But UMAP matters because it changes who you talk to, and how. You will meet many people there that you also find at ACM RecSys. You will also meet people who bring valuable insights from slightly different angles, including classic user modeling, HCI evaluation culture, and personalization problems that are not always phrased as “top-N ranking”. That perspective shift is not a side benefit. It is often where the next good idea comes from.
Now add the ACM SIGIR conferences to this picture, and the story gets even more interesting. SIGIR is broader in scope than RecSys and UMAP, but it has traditionally had the strongest ranking label in this trio, often discussed as A* in CORE-style rankings. More importantly for our community, SIGIR has been steadily turning into a major recommender-systems venue in practice, not just on paper. In 2020, “recommendation” was reported as the most common term across SIGIR papers, which was already a hint that the center of mass was shifting. By SIGIR 2022, RS_c counted 115 accepted papers (including posters, etc.) that were related to recommender systems, based on titles alone.
The other venue that deserves an explicit mention here is The ACM Web Conference (WWW), also A* ranked according to CORE. WWW is broader than RecSys, UMAP and SIGIR, but it has become a very natural home for recommender-systems work because so much of modern recommendation is, in practice, a web-scale problem: user behavior on platforms, ranking under feedback, multimodal content, and the messy reality of evaluation in the wild. In the 2025 proceedings, you can see recommender systems showing up very directly, for example in papers on multimodal sequential recommendation with (vision-)LLMs, robustness and distillation for multimodal recommenders, and LLMs as “narrative-driven” recommenders. For RecSys researchers, WWW is valuable precisely because it forces our community to engage with adjacent experts in information retrieval, web mining, computational social science, and responsible online systems, where the next generation of recommendation ideas and concerns first becomes visible.

# Data excerpts
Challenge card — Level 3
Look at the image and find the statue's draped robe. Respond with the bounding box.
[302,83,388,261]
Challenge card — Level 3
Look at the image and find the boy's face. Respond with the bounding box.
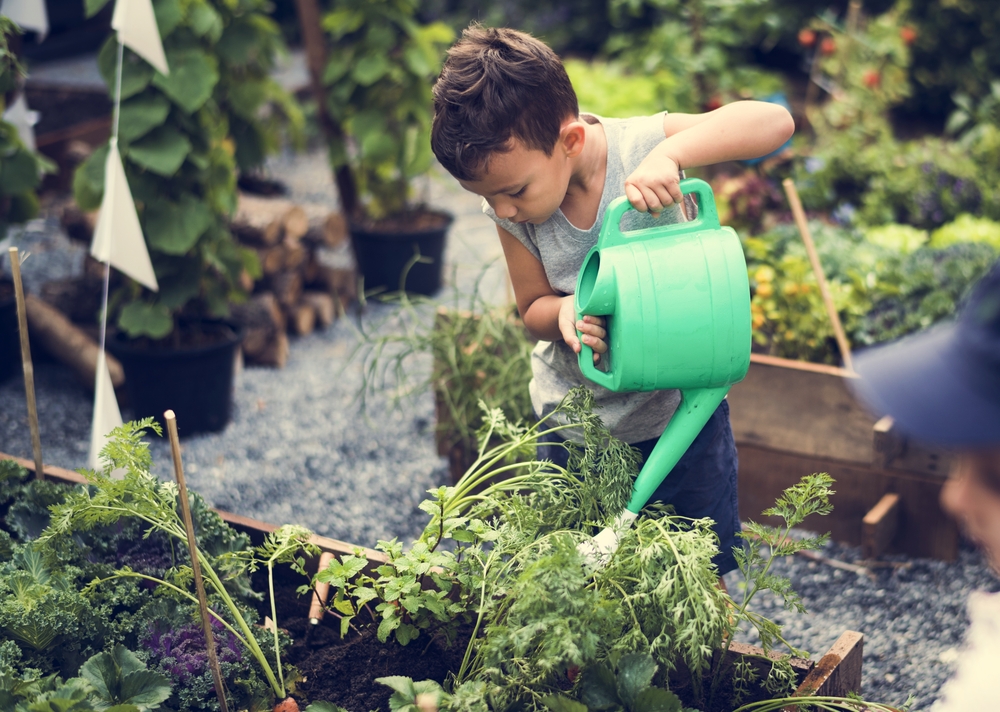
[941,449,1000,573]
[459,137,573,225]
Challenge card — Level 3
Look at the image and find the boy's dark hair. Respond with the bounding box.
[431,24,579,180]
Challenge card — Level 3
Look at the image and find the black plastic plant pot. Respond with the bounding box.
[351,213,454,296]
[108,322,243,437]
[0,279,21,383]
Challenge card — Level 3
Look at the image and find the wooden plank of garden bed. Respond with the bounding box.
[737,443,958,561]
[0,452,386,562]
[729,354,947,477]
[785,630,865,710]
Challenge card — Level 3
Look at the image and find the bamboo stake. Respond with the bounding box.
[163,410,229,712]
[781,178,854,372]
[309,551,333,625]
[9,247,45,480]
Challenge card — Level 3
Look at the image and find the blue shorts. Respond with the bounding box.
[538,400,742,576]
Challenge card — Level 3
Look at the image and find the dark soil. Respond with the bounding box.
[287,617,465,712]
[352,208,452,235]
[236,173,288,197]
[264,570,465,712]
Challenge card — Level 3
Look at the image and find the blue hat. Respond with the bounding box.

# What to do
1) Copy the passage on recommender-systems venues, starting at "Now add the" and ending at "on titles alone.", changing "center of mass" to "focus".
2) Please write a continuation of the passage on recommender-systems venues, picking up after its final sentence.
These lines were taken from a different source than the passage on recommender-systems venues.

# Results in order
1)
Now add the ACM SIGIR conferences to this picture, and the story gets even more interesting. SIGIR is broader in scope than RecSys and UMAP, but it has traditionally had the strongest ranking label in this trio, often discussed as A* in CORE-style rankings. More importantly for our community, SIGIR has been steadily turning into a major recommender-systems venue in practice, not just on paper. In 2020, “recommendation” was reported as the most common term across SIGIR papers, which was already a hint that the focus was shifting. By SIGIR 2022, RS_c counted 115 accepted papers (including posters, etc.) that were related to recommender systems, based on titles alone.

2)
So here is the new, slightly awkward reality. The RecSys community now has the choice: The obvious venue, ACM RecSys, with an A ranking. Or UMAP, also A. And we have SIGIR and WWW, which are broader but the premier venues in the broader IR, RecSys and Web community that many researchers and hiring and promotion committees instinctively recognise. It is great news that RecSys gains so much traction and that we can point to (at least) four “A-or-better” homes for relevant work. But, it also means something else: the best RecSys work may get more splattered across venues, simply because authors can now optimize for slightly different audiences and incentives.
This raises a question we floated a few years ago, back when the SIGIR trend became impossible to ignore. Is it time for a joint ACM SIGIR, RecSys (and now UMAP) conference, and possibly parts of The ACM Web Conference , or at least a tighter co-location strategy that makes cross-community exchange the default rather than the exception? It is not an easy idea. It involves governance, sponsorships, reviewing cultures, and the practical reality that conferences are also social ecosystems. But if the field keeps expanding across neighboring flagships, the cost of fragmentation will grow too, and we should at least keep the “one big tent” option on the table.